Work item
A single number is required: how many lines of the listing below include the word "each".

Provided information
____

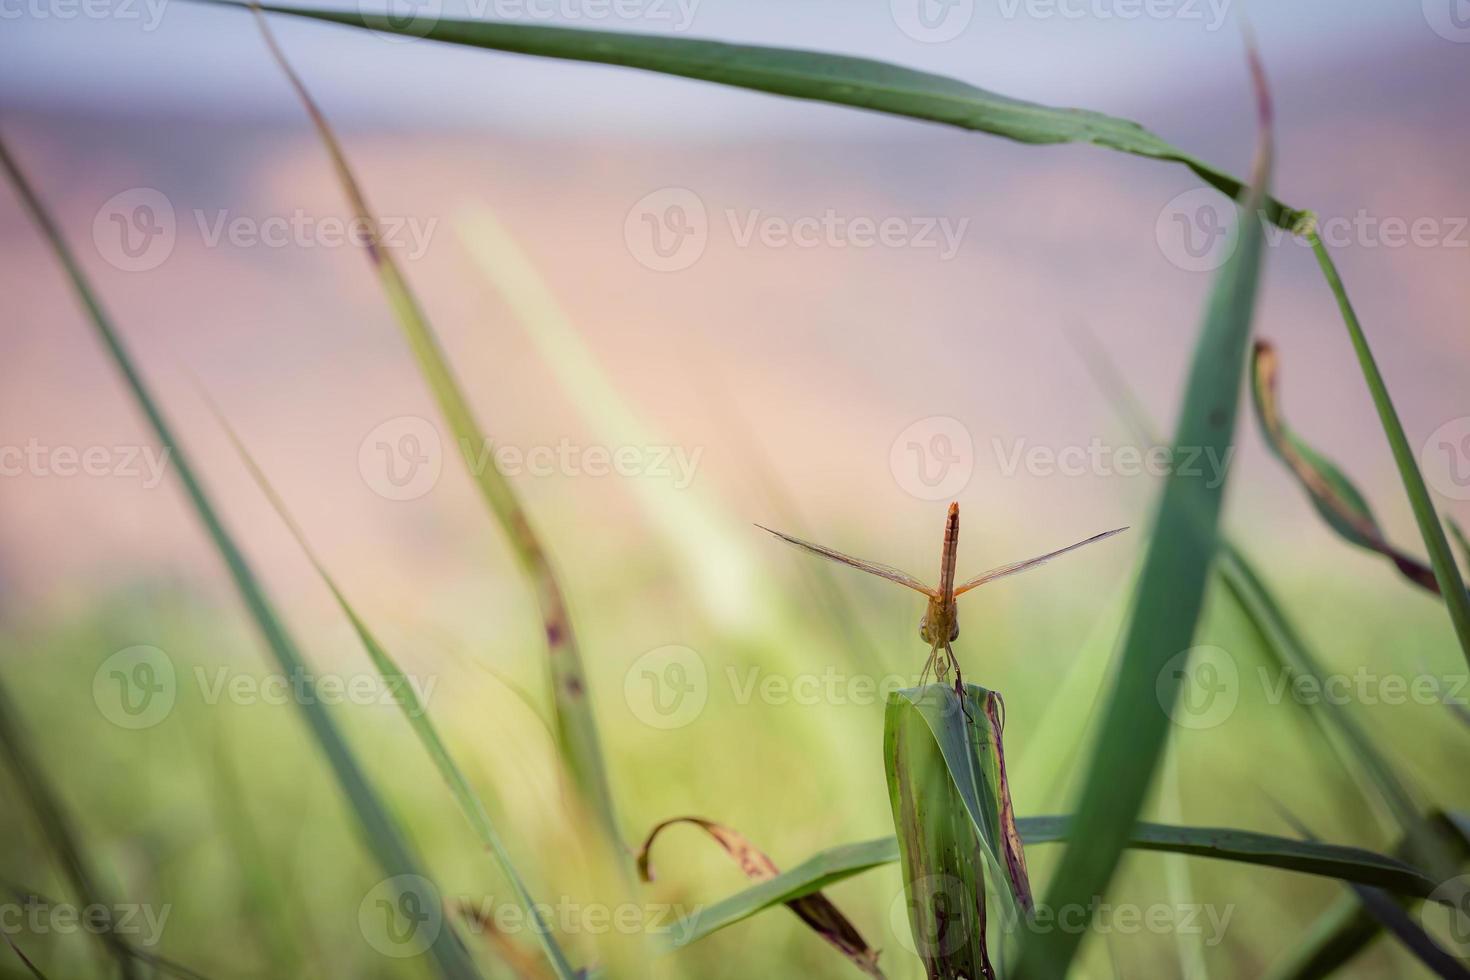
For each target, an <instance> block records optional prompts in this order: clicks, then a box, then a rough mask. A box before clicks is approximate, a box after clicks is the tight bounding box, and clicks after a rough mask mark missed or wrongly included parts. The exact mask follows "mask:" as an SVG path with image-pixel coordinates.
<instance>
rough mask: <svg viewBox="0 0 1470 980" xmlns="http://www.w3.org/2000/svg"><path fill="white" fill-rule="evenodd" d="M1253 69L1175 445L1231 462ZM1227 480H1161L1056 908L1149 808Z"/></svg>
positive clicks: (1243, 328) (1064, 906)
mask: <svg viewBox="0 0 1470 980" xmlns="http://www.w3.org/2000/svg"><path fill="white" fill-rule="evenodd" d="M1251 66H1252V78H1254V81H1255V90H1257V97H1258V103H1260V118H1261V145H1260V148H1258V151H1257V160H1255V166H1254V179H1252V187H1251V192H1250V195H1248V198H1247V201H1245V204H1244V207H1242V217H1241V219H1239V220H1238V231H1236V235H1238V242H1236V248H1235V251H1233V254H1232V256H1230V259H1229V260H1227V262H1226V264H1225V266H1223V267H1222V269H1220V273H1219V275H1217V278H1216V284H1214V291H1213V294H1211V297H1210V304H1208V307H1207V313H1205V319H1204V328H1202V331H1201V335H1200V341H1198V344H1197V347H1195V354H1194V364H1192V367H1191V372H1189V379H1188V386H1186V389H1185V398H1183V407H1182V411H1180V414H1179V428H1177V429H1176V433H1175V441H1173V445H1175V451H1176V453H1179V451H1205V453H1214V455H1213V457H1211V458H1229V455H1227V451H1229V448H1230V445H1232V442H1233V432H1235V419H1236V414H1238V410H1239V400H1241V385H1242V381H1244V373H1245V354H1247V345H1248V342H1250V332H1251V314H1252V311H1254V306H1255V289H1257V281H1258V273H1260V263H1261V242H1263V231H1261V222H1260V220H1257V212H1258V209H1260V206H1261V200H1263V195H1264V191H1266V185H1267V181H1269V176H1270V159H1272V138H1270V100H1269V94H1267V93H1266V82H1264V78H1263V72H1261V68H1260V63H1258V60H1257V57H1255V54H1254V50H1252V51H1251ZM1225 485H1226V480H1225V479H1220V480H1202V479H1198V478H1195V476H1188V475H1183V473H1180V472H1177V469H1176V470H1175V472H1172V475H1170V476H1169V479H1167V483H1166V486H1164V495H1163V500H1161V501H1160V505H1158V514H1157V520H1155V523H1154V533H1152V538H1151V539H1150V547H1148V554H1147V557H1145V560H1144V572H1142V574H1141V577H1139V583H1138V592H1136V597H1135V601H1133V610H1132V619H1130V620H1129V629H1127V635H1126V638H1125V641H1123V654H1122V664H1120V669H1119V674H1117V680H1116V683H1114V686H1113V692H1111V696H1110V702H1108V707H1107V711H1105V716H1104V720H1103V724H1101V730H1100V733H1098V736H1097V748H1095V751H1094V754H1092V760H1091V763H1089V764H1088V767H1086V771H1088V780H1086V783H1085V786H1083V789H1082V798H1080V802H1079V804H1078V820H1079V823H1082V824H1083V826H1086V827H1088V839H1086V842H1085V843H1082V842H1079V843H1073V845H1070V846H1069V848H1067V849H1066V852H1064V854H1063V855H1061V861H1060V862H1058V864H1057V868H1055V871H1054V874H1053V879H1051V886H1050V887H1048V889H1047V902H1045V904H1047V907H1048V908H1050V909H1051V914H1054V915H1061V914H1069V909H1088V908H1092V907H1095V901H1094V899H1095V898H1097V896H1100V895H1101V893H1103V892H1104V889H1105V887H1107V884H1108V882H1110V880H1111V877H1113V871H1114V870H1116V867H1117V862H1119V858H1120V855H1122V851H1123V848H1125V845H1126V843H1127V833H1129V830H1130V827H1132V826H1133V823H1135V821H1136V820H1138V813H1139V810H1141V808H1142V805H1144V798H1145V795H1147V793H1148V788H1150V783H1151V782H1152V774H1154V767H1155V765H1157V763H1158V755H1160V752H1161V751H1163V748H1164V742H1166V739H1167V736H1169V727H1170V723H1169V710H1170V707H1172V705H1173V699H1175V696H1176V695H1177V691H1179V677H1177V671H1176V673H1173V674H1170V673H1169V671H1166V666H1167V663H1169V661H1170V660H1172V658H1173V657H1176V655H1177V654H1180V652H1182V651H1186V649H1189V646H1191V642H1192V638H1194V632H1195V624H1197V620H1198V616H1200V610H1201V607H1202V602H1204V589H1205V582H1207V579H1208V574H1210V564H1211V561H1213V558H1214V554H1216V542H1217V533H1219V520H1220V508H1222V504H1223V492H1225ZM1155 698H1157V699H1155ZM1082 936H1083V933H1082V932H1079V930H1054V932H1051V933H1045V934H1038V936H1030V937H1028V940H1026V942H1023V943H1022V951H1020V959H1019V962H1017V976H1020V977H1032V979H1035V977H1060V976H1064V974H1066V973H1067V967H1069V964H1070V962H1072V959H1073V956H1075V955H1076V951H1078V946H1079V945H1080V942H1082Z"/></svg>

____

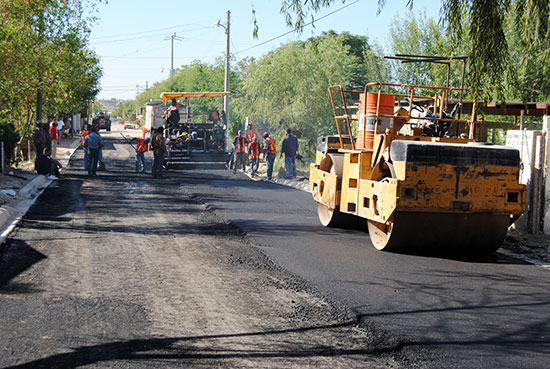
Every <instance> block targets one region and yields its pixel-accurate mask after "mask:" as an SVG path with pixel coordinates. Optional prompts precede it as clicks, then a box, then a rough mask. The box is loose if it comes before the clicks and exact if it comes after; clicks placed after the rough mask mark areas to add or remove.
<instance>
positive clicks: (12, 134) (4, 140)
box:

____

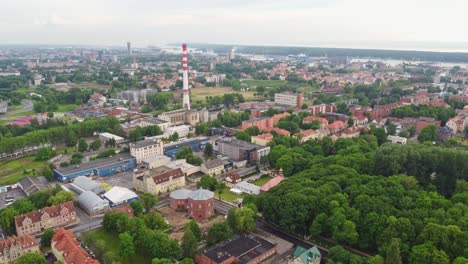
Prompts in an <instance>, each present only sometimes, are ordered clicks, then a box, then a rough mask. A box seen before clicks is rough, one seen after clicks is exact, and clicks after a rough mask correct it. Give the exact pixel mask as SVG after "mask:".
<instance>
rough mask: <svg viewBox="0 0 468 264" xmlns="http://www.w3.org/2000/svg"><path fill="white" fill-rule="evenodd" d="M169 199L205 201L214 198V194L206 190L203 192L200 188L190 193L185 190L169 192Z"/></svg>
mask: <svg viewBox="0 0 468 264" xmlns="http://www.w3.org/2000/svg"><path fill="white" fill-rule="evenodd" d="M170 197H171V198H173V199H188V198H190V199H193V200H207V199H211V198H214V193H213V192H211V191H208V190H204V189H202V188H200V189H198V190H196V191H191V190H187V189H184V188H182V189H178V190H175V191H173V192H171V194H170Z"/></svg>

____

Solved exercise
2